**Assignment**
Filter the entries down to the lines holding "shadow", then copy those lines.
■ ■ ■ ■ ■
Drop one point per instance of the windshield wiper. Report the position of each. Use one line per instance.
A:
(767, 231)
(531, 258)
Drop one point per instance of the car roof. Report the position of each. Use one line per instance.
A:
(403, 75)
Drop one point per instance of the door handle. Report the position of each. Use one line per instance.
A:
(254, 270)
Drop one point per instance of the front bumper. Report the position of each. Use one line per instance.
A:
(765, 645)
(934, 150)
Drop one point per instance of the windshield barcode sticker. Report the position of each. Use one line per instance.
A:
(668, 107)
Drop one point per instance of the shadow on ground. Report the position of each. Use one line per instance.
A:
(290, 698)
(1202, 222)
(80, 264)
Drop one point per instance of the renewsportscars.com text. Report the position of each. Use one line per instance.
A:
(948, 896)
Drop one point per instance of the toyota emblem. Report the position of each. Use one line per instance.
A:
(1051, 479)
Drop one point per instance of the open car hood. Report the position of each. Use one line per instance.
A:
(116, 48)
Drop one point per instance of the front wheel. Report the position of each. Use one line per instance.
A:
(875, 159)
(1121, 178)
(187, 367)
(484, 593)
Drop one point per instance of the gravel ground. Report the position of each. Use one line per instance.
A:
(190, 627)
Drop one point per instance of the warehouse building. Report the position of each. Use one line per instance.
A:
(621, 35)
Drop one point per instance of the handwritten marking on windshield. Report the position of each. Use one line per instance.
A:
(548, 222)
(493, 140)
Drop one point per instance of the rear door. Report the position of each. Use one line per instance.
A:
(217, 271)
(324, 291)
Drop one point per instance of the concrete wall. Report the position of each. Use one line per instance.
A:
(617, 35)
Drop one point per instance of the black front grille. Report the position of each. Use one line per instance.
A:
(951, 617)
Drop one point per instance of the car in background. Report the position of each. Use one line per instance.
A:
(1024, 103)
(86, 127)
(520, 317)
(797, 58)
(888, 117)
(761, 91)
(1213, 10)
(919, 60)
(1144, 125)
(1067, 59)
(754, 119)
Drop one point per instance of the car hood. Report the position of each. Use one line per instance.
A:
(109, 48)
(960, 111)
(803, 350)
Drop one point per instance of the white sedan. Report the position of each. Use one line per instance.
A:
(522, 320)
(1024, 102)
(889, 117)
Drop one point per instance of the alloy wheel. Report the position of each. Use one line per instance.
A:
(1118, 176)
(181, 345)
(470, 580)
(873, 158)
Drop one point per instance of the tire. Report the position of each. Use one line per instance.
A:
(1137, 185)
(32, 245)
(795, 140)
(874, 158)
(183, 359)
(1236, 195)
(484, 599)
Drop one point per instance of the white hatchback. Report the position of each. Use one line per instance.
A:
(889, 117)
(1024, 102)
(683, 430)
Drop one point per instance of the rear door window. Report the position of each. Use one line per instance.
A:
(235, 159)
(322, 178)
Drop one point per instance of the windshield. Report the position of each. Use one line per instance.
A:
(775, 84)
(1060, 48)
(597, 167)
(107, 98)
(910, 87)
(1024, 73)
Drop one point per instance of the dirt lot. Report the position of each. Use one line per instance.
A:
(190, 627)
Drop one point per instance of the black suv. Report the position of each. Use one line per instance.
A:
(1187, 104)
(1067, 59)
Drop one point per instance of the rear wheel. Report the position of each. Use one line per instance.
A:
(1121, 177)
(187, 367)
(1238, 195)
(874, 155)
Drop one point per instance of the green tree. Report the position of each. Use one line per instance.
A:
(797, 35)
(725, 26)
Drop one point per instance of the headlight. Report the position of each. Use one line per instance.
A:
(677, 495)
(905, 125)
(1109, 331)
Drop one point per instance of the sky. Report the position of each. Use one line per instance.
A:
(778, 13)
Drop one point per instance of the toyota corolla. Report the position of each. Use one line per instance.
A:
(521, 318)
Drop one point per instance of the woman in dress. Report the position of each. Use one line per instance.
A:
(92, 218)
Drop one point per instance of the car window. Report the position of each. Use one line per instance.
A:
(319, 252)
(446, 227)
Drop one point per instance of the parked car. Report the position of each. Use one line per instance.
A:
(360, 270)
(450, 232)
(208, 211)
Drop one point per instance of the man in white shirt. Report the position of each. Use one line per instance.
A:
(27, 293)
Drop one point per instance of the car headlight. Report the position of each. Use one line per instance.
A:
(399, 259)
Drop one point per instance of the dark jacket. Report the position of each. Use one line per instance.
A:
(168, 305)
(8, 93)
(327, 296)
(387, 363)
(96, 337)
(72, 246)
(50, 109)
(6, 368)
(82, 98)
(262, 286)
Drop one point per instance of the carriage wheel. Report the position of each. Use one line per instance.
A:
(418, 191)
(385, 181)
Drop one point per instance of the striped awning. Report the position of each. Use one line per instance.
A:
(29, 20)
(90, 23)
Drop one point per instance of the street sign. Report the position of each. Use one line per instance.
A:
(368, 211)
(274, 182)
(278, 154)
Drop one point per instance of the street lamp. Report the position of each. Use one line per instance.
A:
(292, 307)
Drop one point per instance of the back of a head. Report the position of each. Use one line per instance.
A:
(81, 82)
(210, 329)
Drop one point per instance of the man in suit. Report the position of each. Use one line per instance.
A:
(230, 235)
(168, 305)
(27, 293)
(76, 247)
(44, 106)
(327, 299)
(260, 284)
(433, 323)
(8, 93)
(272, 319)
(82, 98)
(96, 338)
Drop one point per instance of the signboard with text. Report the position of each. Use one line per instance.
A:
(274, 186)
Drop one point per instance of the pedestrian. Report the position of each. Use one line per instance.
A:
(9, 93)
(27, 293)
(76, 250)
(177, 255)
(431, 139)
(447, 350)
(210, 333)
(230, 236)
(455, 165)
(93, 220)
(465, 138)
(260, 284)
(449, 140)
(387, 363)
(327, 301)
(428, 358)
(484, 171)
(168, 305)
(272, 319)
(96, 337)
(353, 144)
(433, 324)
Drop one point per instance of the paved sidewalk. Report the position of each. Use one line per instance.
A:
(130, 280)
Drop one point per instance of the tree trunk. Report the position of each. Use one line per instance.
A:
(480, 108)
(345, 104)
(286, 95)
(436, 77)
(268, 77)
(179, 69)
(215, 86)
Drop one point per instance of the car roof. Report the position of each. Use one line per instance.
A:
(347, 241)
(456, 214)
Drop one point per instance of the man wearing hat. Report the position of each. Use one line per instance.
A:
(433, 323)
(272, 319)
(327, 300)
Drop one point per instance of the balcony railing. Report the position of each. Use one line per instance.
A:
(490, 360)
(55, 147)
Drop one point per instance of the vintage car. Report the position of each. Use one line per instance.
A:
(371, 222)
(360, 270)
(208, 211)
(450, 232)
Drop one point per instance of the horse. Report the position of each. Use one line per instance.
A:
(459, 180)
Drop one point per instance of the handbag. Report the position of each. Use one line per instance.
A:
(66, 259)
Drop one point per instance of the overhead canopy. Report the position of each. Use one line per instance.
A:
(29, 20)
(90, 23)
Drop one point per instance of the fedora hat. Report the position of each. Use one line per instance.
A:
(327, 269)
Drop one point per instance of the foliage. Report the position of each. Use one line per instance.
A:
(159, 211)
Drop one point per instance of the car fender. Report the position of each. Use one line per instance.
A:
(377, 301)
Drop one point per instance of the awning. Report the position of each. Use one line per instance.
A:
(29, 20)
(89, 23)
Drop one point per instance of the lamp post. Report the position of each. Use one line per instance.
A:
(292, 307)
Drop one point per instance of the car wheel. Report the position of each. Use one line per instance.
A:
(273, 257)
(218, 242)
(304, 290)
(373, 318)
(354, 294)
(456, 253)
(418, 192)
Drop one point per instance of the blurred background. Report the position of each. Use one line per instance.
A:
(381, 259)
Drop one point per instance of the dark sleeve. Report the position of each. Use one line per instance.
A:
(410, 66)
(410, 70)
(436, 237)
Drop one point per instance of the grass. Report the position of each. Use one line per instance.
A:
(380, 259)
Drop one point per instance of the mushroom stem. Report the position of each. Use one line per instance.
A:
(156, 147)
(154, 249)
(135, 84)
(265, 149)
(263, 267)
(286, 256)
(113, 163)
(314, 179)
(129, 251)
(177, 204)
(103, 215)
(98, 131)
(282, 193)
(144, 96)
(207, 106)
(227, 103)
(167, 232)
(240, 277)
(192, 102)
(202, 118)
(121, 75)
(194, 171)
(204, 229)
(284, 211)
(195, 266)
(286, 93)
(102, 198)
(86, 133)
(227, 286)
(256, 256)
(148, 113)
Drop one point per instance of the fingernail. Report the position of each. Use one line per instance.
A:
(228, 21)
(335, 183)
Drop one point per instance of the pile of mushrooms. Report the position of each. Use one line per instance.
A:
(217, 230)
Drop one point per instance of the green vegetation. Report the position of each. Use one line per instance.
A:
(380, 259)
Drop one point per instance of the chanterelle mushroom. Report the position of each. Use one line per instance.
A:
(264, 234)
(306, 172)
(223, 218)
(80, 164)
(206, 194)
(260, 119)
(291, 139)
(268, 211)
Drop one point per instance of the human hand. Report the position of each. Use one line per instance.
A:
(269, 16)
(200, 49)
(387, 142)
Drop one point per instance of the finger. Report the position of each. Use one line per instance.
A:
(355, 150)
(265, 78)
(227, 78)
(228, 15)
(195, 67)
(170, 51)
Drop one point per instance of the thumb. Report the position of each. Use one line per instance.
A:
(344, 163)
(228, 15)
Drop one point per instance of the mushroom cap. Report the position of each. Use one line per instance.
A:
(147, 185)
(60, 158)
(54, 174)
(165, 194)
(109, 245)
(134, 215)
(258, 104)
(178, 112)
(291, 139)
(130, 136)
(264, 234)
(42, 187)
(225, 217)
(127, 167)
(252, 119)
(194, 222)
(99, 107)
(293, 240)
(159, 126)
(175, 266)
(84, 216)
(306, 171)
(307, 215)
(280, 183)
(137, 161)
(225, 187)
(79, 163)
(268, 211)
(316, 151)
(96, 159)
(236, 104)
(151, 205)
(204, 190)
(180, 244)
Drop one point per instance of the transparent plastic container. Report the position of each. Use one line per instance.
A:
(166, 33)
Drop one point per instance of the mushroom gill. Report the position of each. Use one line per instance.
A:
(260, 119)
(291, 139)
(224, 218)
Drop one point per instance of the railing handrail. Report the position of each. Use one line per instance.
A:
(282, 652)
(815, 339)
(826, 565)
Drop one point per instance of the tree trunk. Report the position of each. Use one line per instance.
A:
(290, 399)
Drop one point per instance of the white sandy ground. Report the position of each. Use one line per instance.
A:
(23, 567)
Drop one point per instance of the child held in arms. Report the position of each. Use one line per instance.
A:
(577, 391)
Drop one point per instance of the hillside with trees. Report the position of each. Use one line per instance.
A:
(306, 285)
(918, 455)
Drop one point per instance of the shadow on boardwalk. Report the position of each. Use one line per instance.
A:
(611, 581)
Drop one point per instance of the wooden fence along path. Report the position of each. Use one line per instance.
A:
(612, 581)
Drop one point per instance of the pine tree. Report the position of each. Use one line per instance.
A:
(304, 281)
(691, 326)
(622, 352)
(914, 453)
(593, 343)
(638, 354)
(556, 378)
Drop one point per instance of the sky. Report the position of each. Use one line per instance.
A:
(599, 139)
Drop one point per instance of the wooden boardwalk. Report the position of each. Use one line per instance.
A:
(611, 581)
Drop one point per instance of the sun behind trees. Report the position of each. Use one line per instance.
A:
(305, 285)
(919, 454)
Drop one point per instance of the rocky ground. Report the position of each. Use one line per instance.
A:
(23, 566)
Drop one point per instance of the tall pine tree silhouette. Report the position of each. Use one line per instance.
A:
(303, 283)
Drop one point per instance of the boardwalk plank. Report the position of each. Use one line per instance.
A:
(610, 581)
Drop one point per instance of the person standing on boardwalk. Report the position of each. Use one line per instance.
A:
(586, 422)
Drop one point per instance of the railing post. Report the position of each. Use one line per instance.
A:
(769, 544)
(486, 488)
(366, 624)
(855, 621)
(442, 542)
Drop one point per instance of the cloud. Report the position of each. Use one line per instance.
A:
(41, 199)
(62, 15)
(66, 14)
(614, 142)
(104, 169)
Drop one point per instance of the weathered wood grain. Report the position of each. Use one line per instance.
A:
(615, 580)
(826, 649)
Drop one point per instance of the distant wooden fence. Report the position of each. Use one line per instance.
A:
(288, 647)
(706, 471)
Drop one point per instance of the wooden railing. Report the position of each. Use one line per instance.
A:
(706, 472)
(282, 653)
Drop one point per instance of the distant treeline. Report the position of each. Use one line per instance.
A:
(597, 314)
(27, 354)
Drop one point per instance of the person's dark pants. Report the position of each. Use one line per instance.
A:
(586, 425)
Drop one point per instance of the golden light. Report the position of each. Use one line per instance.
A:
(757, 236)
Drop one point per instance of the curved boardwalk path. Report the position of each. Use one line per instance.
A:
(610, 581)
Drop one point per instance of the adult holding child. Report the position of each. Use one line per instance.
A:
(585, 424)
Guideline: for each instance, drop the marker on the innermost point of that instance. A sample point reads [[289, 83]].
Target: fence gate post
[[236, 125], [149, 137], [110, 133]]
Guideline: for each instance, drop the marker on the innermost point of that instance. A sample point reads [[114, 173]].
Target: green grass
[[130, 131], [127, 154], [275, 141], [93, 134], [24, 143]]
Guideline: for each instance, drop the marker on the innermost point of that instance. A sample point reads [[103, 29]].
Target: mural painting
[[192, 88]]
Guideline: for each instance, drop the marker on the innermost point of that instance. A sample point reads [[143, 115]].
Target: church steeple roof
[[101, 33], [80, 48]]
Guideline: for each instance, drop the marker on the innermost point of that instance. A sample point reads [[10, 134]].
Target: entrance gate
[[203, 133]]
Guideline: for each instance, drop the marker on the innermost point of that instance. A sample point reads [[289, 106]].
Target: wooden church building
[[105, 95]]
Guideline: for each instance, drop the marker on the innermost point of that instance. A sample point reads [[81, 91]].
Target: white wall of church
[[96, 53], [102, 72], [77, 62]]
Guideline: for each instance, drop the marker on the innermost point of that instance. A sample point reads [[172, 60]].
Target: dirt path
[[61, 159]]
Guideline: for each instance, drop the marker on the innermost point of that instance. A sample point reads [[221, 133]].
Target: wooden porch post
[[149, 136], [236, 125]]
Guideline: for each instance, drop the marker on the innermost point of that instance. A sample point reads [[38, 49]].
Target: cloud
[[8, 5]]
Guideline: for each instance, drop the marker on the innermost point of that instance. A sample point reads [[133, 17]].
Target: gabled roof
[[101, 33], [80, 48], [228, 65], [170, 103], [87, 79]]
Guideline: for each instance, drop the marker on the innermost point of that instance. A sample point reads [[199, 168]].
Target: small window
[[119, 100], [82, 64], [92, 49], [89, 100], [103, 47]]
■ ■ ■ ■ ■
**Problem solution**
Drop one point per instance of the shadow on ground. Report the position of each. Use one line per instance.
Drop one point per instance of the shadow on boardwalk. Report the position of each. Use one line per instance.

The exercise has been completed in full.